==== Input for this task

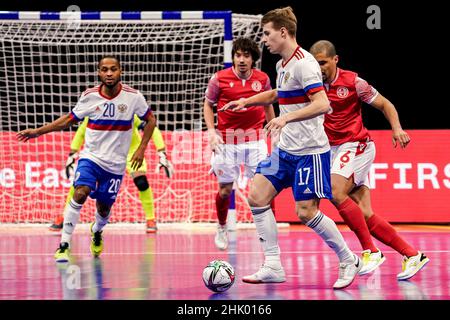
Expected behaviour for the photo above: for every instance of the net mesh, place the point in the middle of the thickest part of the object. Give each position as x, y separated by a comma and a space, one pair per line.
46, 65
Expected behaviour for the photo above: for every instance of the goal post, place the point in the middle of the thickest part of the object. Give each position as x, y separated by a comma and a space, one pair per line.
48, 59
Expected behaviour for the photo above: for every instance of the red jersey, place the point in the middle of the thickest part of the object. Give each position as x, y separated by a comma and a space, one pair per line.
225, 86
346, 92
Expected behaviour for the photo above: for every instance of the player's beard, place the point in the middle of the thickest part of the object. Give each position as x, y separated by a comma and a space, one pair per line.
110, 85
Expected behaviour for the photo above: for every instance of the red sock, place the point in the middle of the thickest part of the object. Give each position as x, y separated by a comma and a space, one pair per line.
222, 206
383, 231
354, 218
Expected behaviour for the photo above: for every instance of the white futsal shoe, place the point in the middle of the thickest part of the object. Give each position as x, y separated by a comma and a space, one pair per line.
266, 274
371, 261
412, 265
221, 238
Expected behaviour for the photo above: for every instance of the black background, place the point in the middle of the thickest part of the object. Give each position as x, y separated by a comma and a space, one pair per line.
406, 60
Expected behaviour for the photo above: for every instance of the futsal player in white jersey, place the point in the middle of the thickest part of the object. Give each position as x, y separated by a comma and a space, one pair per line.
110, 107
302, 159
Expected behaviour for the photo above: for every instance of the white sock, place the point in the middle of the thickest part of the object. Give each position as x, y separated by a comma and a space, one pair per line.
266, 228
328, 231
71, 216
100, 222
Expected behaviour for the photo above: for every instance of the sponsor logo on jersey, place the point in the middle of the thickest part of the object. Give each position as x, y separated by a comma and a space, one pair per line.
287, 76
256, 86
122, 108
342, 92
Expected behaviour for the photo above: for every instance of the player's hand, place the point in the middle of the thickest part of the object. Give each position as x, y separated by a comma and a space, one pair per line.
164, 163
142, 125
137, 159
235, 105
215, 140
70, 164
275, 125
26, 135
401, 137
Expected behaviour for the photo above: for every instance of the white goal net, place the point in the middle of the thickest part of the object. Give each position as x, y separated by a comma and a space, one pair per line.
45, 64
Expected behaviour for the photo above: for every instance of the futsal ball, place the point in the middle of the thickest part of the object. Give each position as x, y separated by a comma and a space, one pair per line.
218, 276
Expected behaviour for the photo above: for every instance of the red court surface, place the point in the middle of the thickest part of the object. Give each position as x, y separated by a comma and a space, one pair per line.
168, 266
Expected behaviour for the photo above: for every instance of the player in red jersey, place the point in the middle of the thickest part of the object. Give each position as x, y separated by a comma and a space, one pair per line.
239, 138
353, 152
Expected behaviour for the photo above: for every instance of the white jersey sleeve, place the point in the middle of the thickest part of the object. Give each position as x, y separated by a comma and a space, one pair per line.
84, 107
309, 75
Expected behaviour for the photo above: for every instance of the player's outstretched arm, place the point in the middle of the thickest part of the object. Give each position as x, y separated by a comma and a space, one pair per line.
261, 99
59, 124
139, 154
398, 135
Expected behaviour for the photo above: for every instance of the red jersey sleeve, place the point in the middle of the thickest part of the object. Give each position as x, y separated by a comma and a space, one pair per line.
366, 93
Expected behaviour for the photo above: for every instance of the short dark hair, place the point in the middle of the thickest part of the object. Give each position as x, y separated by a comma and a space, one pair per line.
323, 46
247, 45
108, 57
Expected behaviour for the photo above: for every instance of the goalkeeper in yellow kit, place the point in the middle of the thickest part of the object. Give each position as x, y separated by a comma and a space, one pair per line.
138, 175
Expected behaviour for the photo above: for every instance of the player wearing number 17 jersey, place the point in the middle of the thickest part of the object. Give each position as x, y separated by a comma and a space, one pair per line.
302, 159
353, 152
110, 108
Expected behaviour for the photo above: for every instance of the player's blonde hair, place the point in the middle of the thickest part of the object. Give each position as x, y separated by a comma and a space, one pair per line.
282, 17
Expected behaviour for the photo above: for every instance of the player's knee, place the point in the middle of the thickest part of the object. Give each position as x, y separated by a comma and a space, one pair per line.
305, 212
338, 196
225, 192
141, 183
255, 200
103, 209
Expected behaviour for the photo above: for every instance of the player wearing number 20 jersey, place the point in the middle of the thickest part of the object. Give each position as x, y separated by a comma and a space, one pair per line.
110, 124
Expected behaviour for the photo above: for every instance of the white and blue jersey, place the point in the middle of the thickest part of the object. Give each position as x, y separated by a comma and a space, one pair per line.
298, 78
110, 124
308, 175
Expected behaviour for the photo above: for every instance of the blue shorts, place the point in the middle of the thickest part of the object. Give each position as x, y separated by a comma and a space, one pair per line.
308, 175
104, 185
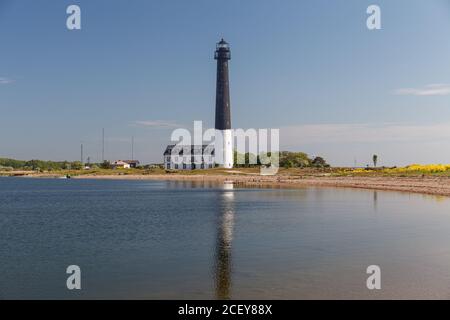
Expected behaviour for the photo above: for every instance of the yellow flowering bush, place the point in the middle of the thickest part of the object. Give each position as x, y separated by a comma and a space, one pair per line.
420, 168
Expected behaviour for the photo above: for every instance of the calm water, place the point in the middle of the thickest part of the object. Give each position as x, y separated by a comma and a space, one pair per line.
164, 240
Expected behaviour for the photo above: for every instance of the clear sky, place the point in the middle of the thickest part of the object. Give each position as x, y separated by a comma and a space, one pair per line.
142, 68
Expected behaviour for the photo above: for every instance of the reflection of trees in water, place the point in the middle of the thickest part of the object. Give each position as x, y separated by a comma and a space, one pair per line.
224, 242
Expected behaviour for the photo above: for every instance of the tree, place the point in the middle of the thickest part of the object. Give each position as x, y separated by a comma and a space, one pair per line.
105, 165
375, 159
319, 162
294, 159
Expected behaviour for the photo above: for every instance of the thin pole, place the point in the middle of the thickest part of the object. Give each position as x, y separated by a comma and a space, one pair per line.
132, 147
103, 145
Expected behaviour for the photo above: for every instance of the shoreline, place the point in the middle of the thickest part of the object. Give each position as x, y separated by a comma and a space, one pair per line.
439, 186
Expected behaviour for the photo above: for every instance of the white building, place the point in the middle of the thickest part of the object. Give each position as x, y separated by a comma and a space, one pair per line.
188, 157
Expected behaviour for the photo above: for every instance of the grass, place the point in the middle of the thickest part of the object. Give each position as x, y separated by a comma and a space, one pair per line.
408, 171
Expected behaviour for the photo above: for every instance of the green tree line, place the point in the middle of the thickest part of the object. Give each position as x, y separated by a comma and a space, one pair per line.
286, 159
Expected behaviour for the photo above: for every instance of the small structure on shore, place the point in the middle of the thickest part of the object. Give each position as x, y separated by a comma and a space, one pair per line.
179, 157
132, 163
120, 164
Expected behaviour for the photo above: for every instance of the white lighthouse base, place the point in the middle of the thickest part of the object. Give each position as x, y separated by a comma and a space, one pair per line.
223, 153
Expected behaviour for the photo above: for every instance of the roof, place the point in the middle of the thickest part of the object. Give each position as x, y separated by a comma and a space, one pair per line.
131, 161
189, 150
119, 162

========

» Task to carry out
Leave the pictures aside and output each entry exactly as it stands.

» Answer to this task
Expected behaviour for the photo above: for every instance of the net mesh, place the point in the middle of the thickest part of the object. Give each position as x, y separated by a comma and a space, one pair per line.
46, 65
Expected behaviour for the photo above: for every instance of the goal post, place the point in the middle of the thickest part of the object. Give each position as x, y separated by a comma and a space, one pair per line.
48, 59
Expected behaviour for the photo above: for every instance of the red jersey, place the point in the middle of the thickest part of the object. Give each position as x, y separated by a comma and a space, one pair per line.
225, 86
346, 92
Expected behaviour for the photo above: for every instance of the player's beard, place the point in the middle of the thickest part of the object. Give each position as x, y separated by a comma and a space, one pair per line.
110, 85
Expected behaviour for the photo above: for every instance of the red sock, place the point in the middle of the thickest part of the object. Give each position as x, y separated by a comma and a space, one pair per line.
222, 206
383, 231
354, 218
Expected behaviour for the photo above: for every instance of the white futsal shoe, place the point in the middle of the thickest part of the object. Give each position as x, y separated by a comma and a space, one pair per line.
266, 274
371, 261
412, 265
221, 238
Expected behaviour for the photo above: for every instance of the black background, place the point in the middle of the thickest part of the object. Give each position as x, y separated by a comma and a space, one pair per line.
406, 60
Expected behaviour for the photo above: for every instance of the futsal player in white jersey, place the point in the middle of the thickest part of the object. Give each position as x, y separated by a comma and a space, one pair per line.
110, 107
302, 159
Expected behaviour for the photo above: for every instance of the white sock, place the point in the middle of the thickest part of the object. Give each position as x, y separated by a comma and a space, one pair per line.
266, 228
328, 231
71, 216
100, 222
Expected behaviour for the photo above: for every instance of the sponsor logo on jersey, place the point in the middle of the thickest part of the object. Give each position as x, y separated by a comma and a space, one pair per line.
287, 76
256, 86
122, 108
342, 92
Expected behaviour for the photo above: for every instance of the player's hand, place the point in the middle of the thickest part of the object. Give each position as x, y separated by a comma and a space, one pair per line.
164, 163
142, 125
137, 159
235, 105
215, 140
70, 164
275, 125
26, 135
401, 137
Expected behaviour for the photo above: for every instance of the white goal net, place the point in the middle of the thickest part of the object. Give each position as x, y separated by a comma and a space, one pair per line.
45, 64
Expected behaviour for the photo above: for every instance of the futsal ball, place the point in the middle of the thickest part of the object. Give each position as x, y separated by a comma and a space, one pair per line.
218, 276
Expected behaviour for the photo above: for every instance of the red court surface, place the point in the middle of the thickest part of the object. Give each position as x, y separated by a comma and a space, one pair per line.
168, 266
Expected behaviour for the photo above: for every instance of the player in red jersey, place the point in the middle of the thickest part of the object. Give each position as x, y separated by a comma and a space, one pair per line.
239, 138
353, 152
Expected behaviour for the photo above: for every instance of the white jersey sleeve, place the point in the middle of the thickest part of the object. Give each position as x, y separated by a comma and a space, one pair per line.
84, 107
309, 75
Expected behaviour for the photo above: for every instance of the player's outstretched arm, place the point in the middle of the thickest part of the object. Give each position as x, y separated by a comma and a space, one pair per line.
261, 99
59, 124
139, 154
398, 135
Expected behaviour for the photo above: for every instance of the red jersey sleeve, place the point in the middle of the thickest part of the object. Give each position as x, y separated by a comma and a space, one pair per line.
366, 93
Expected behaviour for the photo above: for every instance of the short dark hair, place the point in the middle of the thickest part of the object. Give each position as x, y separated by a comma and a space, one pair per line.
323, 46
247, 45
108, 57
Expected behaviour for the photo above: for every instance of the goalkeeper in yellow kit, place the point in the middle of the thickest part of the object. Give each position as x, y separated by a comma and a space, one pair per line.
138, 175
Expected behaviour for the photo above: for every instance of the player wearing number 17 jersey, place the point in the middle of the thickest part of the object. Give each position as x, y separated by a comma and a space, one pair per line.
302, 159
353, 152
110, 108
Expected behaviour for the photo above: for every instance of the player's blonde hair, place the point in the middle of the thickest part of the object. Give each position as x, y separated by a comma and a space, one pair per line.
282, 17
Expected behaviour for the photo above: for every instance of the player's knee, place the point in the middle of the thickest part of the object. Give each position as x, y separated by a comma and a space, one pair per line.
305, 212
338, 196
225, 192
141, 183
255, 200
103, 209
Expected behaviour for the photo above: for every instance of the player wearing number 20 jersey, place the point in the middle of the thickest part of the object. Give each position as x, y separated by a comma and a space, one pair per line.
110, 124
Expected behaviour for the photo above: for every instance of the white and blue jersey, place the point in the middle of the thickest part of the object. Give each position as x, y separated by a comma and a space, one pair per line.
298, 78
110, 124
308, 175
Expected behaviour for the photo above: for every instance of the blue shorts, place the point in the middle of the thickest part of the object. Give each position as x, y separated by a comma and a space, one pair per line.
308, 175
104, 185
Expected behaviour for the photo above: for every instance of the yellow flowering bush, place the point in the middle of the thickest part of the object. Give each position as x, y separated by a comma and a space, one pair per line.
420, 168
Expected behaviour for the photo above: for every instance of the calm water, place the point in the middle of the thickest part of the object. Give each position as x, y separated by a comma and a space, one pair per line.
164, 240
Expected behaviour for the photo above: for every instance of the clear sky, place the point in the middle of the thickest part of the object. Give each position as x, y separated by a comma and a space, one pair per line.
142, 68
Expected behaviour for the photo above: for every instance of the reflection of trees in water, place the point in the middle of the thickest part of the object. Give each position as x, y separated by a comma and a space, one pair per line.
224, 242
Expected behaviour for the photo above: for every instance of the tree, place the point in the middle of the thickest part of the object. Give each position as x, y separated by a comma and a space, one pair per line.
105, 165
375, 159
319, 162
294, 159
Expected behaviour for the photo above: for every instance of the thin pole, place the point in the middle of the thickest part of the object. Give each position as x, y separated by a comma and a space, one pair per line.
132, 147
103, 145
Expected behaviour for the photo above: for every instance of the shoreline, place the point in the middle of the thickest part of the object. Give each position as x, y separated by a comma and a space, one pair per line.
439, 186
Expected behaviour for the photo above: for every instance of the white building, place the point in the middle of the thickest part of the object. Give each position as x, y separated by a comma and a space, one pair per line.
188, 157
Expected behaviour for the photo above: for every instance of the grass, place the point in the middle of the thickest part of the object. Give each position as x, y separated by a comma and a space, one pair per line.
408, 171
Expected behaviour for the photo above: for every instance of the green tree line, place the point in the middle of the thickest part of the object. Give each position as x, y separated by a comma and a space, one pair per line.
286, 159
Expected behaviour for the photo above: for every instance of the small structure on shore, place the point in the middle of the thickest part of the object. Give each position as x, y separated by a comma and a space, one pair per line.
179, 157
132, 163
120, 164
Expected behaviour for the photo above: for every instance of the white lighthouse base, place the point in the middle of the thickest part of the object. Give each position as x, y separated by a comma and a space, one pair per line.
223, 153
Expected behaviour for the photo above: for every instance of the roof, place the point in the middle of the thickest part of the object. Give each position as x, y separated by a comma and a space, one pair per line.
131, 161
189, 150
119, 162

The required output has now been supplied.